* Jobs
**a)** Return the passage on military conscription word for word, from "Joe Galloway is" up to and including "thing at all.".
**b)** List, copied in full, every line of the rows below that contains the string "jacket".
>> Begin Extract
Joe Galloway is a combat journalist and author of the book "We Were Soldiers Once ... and Young". On a recent book tour through Lubbock, TX, he offered his views on military conscription, as reported in this article from Texas Tech:
    "When I was growing up, there was a draft," he said. "We fought World War II, Korea, and Vietnam on the draft, and nobody liked it, but it reached out and pulled in Americans from all walks of life, and that wasn't a bad thing at all.

    "We are a nation of 300 million people and fewer than one percent of us wear the uniform and do all of the serving and sacrificing for all of the other 299 million, and they've been worked pretty hard these last eight years."

    The U.S. dropped the draft system after the Vietnam War, but Galloway said he believes the United States would benefit from some program that compelled young men and women into national service, creating more appreciation for the liberties they enjoy as Americans.

In a video interview attached to the article, Mr. Galloway states:
    "I don't think that's what the Founding Fathers had in mind when they set things up. They thought you had to earn your freedom and democracy"

This got me thinking about the issue of Americans appreciating or failing to appreciate certain aspects of their lives, and I am in agreement with Galloway that many people in the U.S. have no real understanding of the nature of their individual rights, including their liberty, and therefore fail to properly appreciate them. But I cannot agree with Galloway's solution — the same one being proposed by the Obama administration — which is to violate those very rights in an effort to teach people to treasure them!

The "right to life" identifies that each person's life is sacrosanct and may not be violated by another, while the "right to liberty" means that each individual may select their own goals and pursuits in accordance with their will, free from external compulsion. I am sure that it is true that if you conscript a person into national service for a few years against their will, command their every move during that period, and place them in combat situations where their very life is in grave danger, if they survive the experience and are once again freed, most people will come away with a deeper appreciation for their life and their liberty. Of course, the same thing can be said for a survivor of a Siberian Gulag, and, in principle, there is no real difference between these two situations, as both are violations of the rights of the individual.

I also disagree with Galloway's interpretation of the Founding Father's intentions with regards to our rights. The Declaration of Independence states that we possess:
    "certain unalienable rights, that among these are Life, Liberty and the pursuit of Happiness."

which means that these rights are absolute and an indivisible part of our human nature. Quoting from unalienable.com:
    The absolute rights of individuals may be resolved into the right of personal security, the right of personal liberty, and the right to acquire and enjoy property. These rights are declared to be natural, inherent, and unalienable.    [Atchison & N. R. Co. v. Baty, 6 Neb. 37, 40, 29 Am. Rep. 356.]

    By the "absolute rights" of individuals is meant those which are so in their primary and strictest sense, such as would belong to their persons merely in a state of nature, and which every man is entitled to enjoy, whether out of society or in it. The rights of personal security, of personal liberty, and private property do not depend upon the Constitution for their existence. They existed before the Constitution was made, or the government was organized. These are what are termed the "absolute rights" of individuals, which belong to them independently of all government, and which all governments which derive their power from the consent of the governed were instituted to protect.    [People v. Berberrich (N. Y.) 20 Barb. 224, 229; McCartee v. Orphan Asylum Soc. (N. Y.) 9 Cow. 437, 511, 513, 18 Am. Dec. 516; People v. Toynbee (N. Y.) 2 Parker, Cr. R. 329, 369, 370 (quoting 1 Bl. Comm. 123).]

Clearly, if our rights are inherent, unalienable and exist outside of the Constitution and any formation of government, then they are not something that need to be earned. As the Declaration of Independence clearly states, governments are not formed in order to dispense rights, but instead:
    "That to secure these rights, Governments are instituted among Men, deriving their just Powers from the consent of the governed"
>> End Extract
>> Begin Data for processing
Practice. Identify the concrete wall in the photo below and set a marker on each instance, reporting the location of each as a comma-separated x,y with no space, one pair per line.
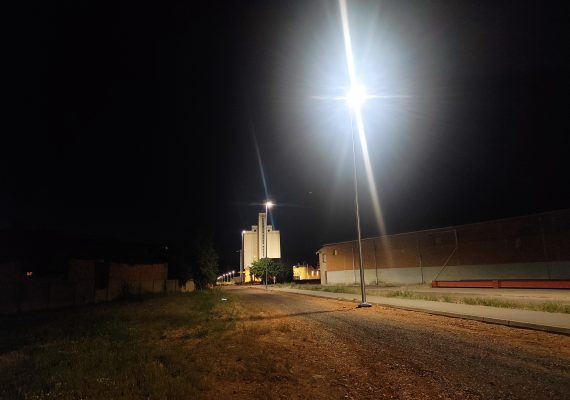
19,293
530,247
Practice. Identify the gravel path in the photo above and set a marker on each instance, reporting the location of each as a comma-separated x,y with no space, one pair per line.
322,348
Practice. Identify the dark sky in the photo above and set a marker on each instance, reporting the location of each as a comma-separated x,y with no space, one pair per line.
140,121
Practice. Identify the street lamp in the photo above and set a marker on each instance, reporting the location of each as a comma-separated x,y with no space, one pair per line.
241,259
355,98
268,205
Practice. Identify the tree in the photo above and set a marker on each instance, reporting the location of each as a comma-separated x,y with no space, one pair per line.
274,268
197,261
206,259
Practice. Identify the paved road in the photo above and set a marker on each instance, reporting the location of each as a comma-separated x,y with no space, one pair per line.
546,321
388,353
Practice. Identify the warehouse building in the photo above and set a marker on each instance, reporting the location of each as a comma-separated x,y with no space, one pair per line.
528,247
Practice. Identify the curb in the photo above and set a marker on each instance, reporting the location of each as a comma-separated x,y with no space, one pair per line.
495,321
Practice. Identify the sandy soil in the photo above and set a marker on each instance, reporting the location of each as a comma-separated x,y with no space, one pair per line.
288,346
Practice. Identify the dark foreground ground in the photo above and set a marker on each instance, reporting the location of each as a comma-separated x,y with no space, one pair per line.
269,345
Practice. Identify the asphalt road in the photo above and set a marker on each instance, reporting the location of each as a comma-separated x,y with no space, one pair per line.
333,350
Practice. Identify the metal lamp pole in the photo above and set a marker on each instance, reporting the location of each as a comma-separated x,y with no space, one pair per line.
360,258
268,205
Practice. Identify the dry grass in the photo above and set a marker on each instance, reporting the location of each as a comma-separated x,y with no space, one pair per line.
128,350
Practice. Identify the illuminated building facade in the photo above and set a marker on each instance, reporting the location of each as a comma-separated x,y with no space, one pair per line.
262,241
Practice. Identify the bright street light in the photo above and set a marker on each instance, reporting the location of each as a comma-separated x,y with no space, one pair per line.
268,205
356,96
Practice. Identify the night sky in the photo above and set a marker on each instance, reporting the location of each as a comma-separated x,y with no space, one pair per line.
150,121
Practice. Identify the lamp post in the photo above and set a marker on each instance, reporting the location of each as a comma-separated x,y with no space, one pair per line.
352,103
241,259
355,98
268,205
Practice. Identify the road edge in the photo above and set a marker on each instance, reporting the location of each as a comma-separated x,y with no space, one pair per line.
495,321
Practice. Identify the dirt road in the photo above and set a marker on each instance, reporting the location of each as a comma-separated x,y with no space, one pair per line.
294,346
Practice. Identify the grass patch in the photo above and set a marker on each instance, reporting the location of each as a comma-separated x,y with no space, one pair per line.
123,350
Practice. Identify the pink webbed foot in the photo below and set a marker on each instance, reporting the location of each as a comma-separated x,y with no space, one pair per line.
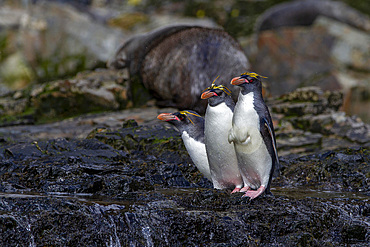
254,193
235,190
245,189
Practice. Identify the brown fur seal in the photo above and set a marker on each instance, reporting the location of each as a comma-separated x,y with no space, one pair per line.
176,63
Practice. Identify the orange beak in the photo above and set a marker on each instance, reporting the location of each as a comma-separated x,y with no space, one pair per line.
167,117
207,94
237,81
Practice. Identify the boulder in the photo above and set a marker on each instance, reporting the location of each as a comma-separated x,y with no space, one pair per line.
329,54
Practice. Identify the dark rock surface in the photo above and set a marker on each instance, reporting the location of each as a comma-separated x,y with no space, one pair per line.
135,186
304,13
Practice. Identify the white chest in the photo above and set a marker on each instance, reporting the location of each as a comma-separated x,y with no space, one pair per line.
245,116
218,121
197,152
>> End Data for processing
>> Begin Data for processing
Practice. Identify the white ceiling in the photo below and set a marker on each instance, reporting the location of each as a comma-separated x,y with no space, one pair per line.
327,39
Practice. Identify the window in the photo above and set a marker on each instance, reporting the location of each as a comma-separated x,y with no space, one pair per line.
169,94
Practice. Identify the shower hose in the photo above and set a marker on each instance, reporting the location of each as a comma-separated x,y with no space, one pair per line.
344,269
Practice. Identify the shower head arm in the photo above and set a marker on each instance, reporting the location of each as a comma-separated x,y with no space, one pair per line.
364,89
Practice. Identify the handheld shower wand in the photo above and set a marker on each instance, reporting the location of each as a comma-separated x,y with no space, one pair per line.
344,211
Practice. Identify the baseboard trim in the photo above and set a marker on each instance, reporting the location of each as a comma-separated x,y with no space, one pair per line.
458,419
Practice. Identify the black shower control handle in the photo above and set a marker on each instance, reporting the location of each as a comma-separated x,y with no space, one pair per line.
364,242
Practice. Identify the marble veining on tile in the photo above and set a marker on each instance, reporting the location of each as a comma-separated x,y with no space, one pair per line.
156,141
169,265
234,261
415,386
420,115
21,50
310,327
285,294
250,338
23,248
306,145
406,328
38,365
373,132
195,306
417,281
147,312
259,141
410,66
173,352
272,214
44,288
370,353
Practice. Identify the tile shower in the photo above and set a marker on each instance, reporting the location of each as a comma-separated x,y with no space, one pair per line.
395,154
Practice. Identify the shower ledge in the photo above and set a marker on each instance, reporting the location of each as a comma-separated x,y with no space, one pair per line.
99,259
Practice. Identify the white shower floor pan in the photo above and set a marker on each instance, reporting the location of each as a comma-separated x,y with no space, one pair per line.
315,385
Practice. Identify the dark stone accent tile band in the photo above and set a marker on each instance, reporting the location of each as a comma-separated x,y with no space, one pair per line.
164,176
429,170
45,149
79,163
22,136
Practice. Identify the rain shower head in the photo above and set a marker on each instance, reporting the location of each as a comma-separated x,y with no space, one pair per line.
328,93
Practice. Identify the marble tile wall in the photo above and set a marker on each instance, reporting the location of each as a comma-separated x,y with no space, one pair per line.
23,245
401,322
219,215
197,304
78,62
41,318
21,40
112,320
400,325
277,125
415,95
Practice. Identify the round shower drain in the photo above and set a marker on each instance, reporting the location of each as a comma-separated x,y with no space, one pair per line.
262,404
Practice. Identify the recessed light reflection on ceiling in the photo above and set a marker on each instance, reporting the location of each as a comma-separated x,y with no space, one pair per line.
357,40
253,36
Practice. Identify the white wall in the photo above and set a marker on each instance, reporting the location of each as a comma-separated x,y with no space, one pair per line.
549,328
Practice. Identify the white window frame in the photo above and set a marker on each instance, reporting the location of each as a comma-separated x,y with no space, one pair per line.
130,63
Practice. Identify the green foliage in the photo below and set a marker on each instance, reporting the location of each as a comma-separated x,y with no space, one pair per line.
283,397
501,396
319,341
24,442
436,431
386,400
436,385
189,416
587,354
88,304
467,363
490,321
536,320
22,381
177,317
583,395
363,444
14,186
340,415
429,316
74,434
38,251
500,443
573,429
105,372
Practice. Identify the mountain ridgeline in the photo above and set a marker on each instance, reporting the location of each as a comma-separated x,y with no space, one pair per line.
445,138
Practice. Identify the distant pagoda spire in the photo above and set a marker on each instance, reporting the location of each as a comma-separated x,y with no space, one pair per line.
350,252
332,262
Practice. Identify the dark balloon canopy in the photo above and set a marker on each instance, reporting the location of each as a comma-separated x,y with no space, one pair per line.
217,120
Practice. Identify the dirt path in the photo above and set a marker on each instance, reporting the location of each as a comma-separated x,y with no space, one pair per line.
>> End Data for processing
>> Begin Data for processing
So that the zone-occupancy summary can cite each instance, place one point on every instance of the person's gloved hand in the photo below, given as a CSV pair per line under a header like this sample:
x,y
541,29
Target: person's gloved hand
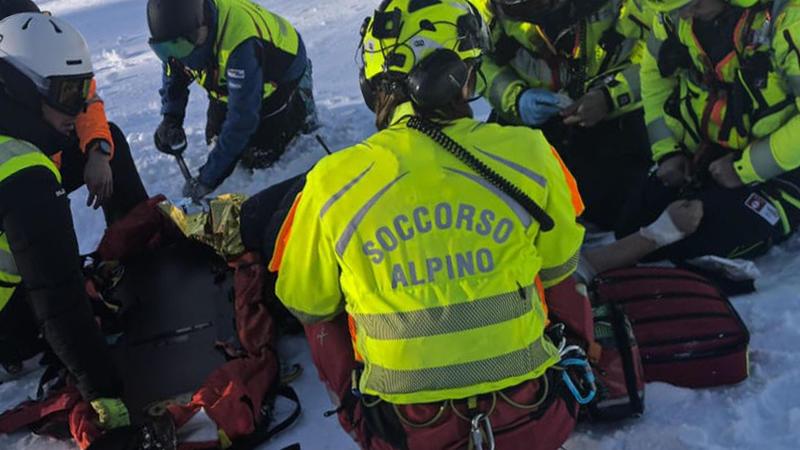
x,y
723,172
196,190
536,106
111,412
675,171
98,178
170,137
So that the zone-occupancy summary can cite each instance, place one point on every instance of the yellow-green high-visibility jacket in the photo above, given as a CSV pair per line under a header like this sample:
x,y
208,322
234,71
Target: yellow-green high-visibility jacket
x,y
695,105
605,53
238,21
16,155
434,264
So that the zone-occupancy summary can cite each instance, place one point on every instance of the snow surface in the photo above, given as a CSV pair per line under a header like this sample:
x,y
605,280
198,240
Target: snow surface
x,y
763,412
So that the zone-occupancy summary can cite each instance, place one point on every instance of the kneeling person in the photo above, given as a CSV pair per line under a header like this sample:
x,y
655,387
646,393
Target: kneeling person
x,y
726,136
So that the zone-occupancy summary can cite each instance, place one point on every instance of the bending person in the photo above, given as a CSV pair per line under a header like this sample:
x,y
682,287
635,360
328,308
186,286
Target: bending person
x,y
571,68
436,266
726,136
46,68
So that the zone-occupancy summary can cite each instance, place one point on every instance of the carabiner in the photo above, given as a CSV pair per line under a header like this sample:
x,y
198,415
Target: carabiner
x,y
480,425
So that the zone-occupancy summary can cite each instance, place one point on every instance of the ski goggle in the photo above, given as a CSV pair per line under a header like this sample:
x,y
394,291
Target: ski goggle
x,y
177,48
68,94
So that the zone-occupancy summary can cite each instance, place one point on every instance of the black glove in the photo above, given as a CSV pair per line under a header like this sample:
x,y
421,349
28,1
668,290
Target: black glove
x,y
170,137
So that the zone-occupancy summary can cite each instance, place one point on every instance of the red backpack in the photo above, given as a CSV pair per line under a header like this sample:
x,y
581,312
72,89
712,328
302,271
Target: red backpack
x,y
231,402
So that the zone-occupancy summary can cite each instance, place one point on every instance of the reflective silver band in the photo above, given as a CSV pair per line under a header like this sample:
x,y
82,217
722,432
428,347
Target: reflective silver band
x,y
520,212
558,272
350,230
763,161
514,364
>> End Data for processing
* Answers provided
**a)**
Joe Galloway is a combat journalist and author of the book "We Were Soldiers Once ... and Young". On a recent book tour through Lubbock, TX, he offered his views on military conscription, as reported in this article from Texas Tech:
    "When I was growing up, there was a draft," he said. "We fought World War II, Korea, and Vietnam on the draft, and nobody liked it, but it reached out and pulled in Americans from all walks of life, and that wasn't a bad thing at all.

**b)**
So that the zone-occupancy summary can cite each instance, place one point on every instance of the yellow-green high-visibility jacket in the photo above, given as a CSV pair per line under a header like this sample:
Target: yellow-green high-visibility jacket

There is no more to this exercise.